British Universities Film & Video Council

moving image and sound, knowledge and access

Life As It Is: The Dziga Vertov Collection

The Kinonedelja – Online Edition in the Austrian Film Museum brings together the earliest work of Russian film director and theoretician Dziga Vertov. We provide a guide to the Museum’s Vertov collection, including his contribution to the Kinonedelja (Kino-Week) newsreels, now published online.

adelheid-heftbergerAbout the author: Adelheid Heftberger is curator of the Vertov Collection at the Austrian Film Museum, Vienna. She holds MA degrees in Slavic studies and comparative literature.

We leave the film studio for life, for that whirlpool of colliding visible phenomena, where everything is real, where people, tramways,  motorcycles, and trains meet and part, where each bus follows its route,  where cars scurry about their business, where smiles, tears, deaths, and taxes do not obey the director’s megaphone Dziga Vertov (20 March 1927)

One couldn’t sum up his approach to film more fervently than the Russian director Dziga Vertov himself. The creator of well-known films like Man With A Movie Camera (1929), Enthusiasm (1930) or Three Songs of Lenin (1934), had also been a prolific writer and theorist when it came to propagating his Kinoglaz theory. Vertov can be seen as a predecessor to TV or online journalism – to shoot, process and project the images as fast as possible:

 Twelve Minutes-Project of mobile film projection unit. Only twelve minutes transpire from the arrival time at the show location to the beginning of the screening – Dziga Vertov (Artistic Calling Card)

---*---

→ **Task brief**: Rewrite the Vertov collection text starting at "We leave the" and ending at "(20 March 1927)", swapping "megaphone" for "loudspeaker".

→ **Data section**:
---*---

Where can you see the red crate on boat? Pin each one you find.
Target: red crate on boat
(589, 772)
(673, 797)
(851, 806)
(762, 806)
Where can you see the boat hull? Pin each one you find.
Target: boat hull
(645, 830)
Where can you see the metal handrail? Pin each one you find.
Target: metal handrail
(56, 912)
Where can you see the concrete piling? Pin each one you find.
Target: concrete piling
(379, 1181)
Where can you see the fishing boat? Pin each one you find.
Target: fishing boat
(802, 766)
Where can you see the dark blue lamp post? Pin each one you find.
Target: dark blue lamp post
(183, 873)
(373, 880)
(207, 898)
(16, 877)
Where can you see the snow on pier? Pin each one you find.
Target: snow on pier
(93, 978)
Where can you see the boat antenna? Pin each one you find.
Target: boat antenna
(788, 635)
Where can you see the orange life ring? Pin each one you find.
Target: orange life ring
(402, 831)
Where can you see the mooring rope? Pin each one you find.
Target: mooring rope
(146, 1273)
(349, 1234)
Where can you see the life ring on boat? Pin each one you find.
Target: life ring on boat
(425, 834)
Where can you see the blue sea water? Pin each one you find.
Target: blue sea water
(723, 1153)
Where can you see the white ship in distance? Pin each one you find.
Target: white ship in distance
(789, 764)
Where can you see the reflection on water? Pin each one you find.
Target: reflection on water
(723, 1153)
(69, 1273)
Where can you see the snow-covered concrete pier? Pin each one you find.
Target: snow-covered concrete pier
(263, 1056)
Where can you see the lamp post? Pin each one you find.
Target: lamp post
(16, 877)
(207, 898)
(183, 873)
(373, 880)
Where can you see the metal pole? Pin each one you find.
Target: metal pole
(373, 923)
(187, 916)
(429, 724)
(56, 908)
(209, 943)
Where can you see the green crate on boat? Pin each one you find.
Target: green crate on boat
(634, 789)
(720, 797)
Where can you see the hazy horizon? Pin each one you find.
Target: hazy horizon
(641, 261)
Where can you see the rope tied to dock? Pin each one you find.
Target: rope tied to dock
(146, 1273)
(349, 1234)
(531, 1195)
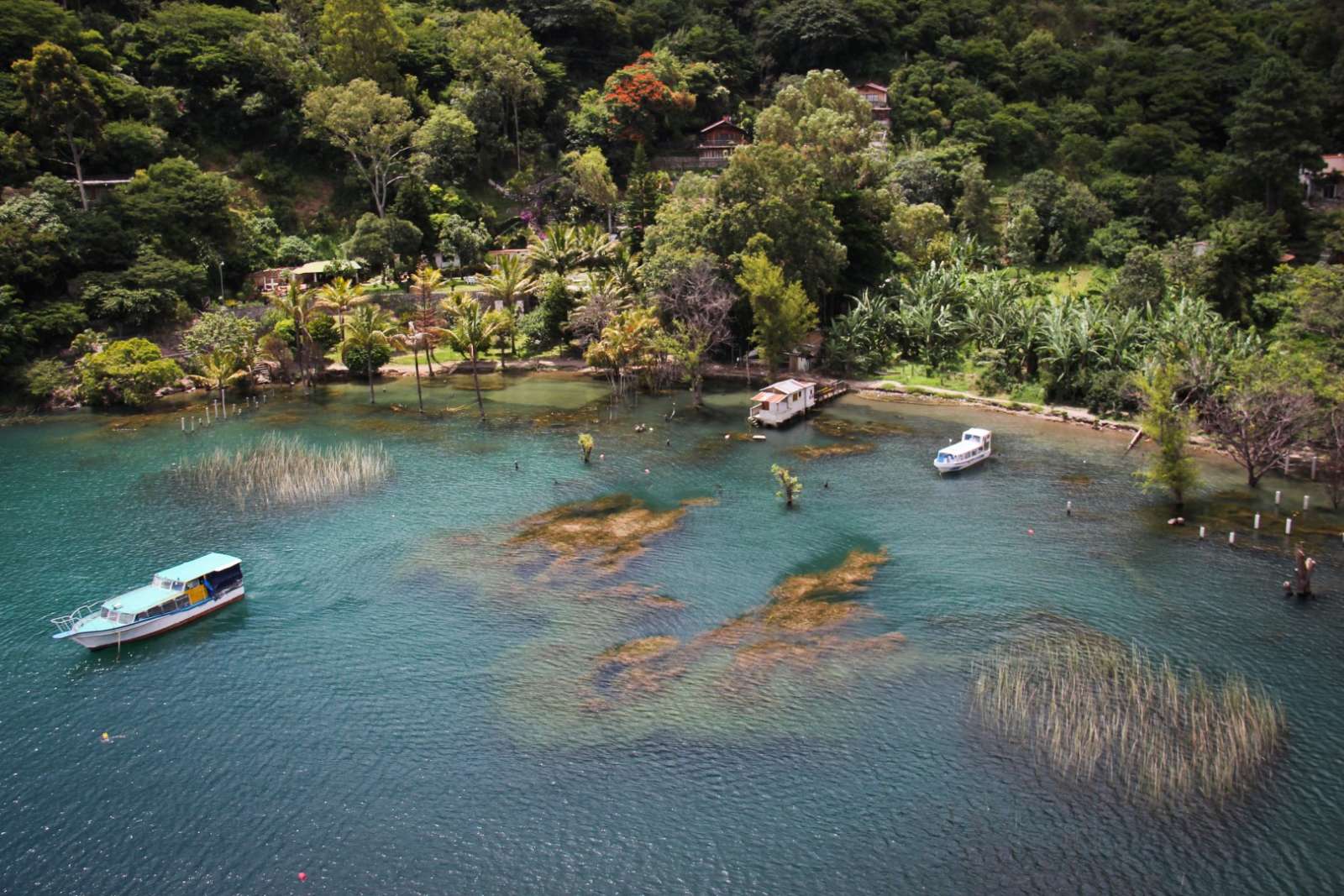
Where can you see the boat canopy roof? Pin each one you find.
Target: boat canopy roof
(198, 567)
(141, 598)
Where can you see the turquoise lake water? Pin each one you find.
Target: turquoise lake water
(407, 701)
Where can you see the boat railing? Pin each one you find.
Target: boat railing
(71, 620)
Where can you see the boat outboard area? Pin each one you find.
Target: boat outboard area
(974, 448)
(172, 598)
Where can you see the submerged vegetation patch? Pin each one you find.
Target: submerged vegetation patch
(611, 530)
(843, 449)
(799, 626)
(636, 668)
(1089, 707)
(840, 427)
(282, 470)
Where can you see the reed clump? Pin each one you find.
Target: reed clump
(1093, 708)
(282, 470)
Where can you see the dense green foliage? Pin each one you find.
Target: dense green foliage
(1062, 195)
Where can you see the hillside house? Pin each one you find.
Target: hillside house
(718, 141)
(806, 355)
(875, 96)
(98, 190)
(308, 275)
(1324, 187)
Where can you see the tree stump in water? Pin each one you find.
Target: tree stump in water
(1303, 579)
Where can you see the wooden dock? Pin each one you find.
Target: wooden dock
(830, 391)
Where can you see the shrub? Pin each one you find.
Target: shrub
(218, 331)
(44, 378)
(128, 372)
(324, 332)
(358, 359)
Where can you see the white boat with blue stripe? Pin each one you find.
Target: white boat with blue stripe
(972, 449)
(172, 598)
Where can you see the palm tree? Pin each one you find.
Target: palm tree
(508, 282)
(340, 296)
(413, 340)
(558, 250)
(624, 268)
(596, 246)
(367, 329)
(219, 365)
(299, 305)
(472, 328)
(425, 282)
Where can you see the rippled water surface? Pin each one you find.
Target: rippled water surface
(409, 701)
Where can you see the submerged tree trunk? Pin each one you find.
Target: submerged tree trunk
(1303, 578)
(420, 396)
(476, 380)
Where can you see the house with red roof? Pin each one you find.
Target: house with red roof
(718, 141)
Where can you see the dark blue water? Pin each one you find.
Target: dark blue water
(407, 703)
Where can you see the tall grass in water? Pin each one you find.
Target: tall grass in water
(1092, 707)
(280, 470)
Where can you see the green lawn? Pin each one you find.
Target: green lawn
(963, 380)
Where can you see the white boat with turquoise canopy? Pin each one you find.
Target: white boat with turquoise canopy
(174, 598)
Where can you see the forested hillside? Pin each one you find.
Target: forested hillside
(1095, 164)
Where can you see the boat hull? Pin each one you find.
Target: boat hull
(150, 627)
(960, 465)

---*---

→ **Output for this task**:
We leave the film studio for life, for that whirlpool of colliding visible phenomena, where everything is real, where people, tramways,  motorcycles, and trains meet and part, where each bus follows its route,  where cars scurry about their business, where smiles, tears, deaths, and taxes do not obey the director’s loudspeaker Dziga Vertov (20 March 1927)